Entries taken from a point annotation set
BEGIN

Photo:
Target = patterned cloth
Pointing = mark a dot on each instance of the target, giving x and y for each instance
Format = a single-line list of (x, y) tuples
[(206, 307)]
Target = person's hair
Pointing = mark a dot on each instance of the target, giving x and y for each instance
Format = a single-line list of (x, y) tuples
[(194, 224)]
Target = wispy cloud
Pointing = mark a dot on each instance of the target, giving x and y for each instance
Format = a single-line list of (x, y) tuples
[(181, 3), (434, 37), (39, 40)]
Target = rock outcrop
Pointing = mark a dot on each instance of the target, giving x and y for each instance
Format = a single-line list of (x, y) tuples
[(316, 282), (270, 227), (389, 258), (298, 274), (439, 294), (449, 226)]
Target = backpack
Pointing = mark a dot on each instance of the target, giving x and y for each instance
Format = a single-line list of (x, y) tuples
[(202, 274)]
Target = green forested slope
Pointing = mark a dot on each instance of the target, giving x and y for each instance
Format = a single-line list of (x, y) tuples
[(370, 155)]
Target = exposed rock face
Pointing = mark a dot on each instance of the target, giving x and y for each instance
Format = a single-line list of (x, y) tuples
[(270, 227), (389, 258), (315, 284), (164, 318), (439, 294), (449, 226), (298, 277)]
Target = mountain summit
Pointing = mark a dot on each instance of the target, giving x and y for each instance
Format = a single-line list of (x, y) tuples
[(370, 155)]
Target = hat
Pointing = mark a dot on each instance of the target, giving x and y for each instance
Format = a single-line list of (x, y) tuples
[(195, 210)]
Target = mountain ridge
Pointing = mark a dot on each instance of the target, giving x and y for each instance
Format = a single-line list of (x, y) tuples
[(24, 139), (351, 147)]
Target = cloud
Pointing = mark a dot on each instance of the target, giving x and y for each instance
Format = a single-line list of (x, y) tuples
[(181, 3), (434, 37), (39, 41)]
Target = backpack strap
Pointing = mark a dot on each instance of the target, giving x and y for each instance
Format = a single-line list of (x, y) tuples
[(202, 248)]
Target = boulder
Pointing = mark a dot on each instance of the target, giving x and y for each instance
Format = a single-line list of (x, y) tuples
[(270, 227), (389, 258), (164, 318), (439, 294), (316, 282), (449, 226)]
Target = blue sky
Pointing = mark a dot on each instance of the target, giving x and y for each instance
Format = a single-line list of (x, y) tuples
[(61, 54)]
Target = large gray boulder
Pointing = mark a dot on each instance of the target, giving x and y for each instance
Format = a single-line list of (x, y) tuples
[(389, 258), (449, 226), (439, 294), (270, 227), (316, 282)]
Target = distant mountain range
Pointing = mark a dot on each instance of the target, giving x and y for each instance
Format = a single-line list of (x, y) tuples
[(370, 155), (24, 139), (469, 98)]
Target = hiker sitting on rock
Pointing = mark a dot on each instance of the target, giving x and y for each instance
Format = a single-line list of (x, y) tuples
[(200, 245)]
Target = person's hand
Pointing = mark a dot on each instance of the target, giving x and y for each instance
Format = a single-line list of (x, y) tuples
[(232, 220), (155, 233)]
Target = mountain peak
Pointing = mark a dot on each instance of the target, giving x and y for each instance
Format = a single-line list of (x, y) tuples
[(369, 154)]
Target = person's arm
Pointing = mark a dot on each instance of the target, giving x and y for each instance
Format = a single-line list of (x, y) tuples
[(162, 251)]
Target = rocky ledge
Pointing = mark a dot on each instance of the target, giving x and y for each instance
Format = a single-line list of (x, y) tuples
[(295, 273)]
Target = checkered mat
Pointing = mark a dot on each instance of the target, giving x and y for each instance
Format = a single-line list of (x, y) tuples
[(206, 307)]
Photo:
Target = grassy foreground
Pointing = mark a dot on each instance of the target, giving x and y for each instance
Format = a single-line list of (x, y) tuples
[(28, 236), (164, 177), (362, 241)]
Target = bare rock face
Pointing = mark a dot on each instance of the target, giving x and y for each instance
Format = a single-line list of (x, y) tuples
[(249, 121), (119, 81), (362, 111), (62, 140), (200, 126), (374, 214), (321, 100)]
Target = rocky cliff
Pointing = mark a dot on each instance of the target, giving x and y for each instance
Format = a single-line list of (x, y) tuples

END

_TASK STATEMENT_
Please write out the stretch of the records from the line containing "Target = distant mountain range" through the line containing "[(370, 155), (24, 139), (469, 98)]", copying every line unchanged and including both end lines.

_THE SOLUTION_
Target = distant mountain range
Pointing = mark a dot on each instance of the target, giving x and y for each instance
Format = a single-line list of (x, y) tuples
[(370, 155), (24, 139), (469, 98)]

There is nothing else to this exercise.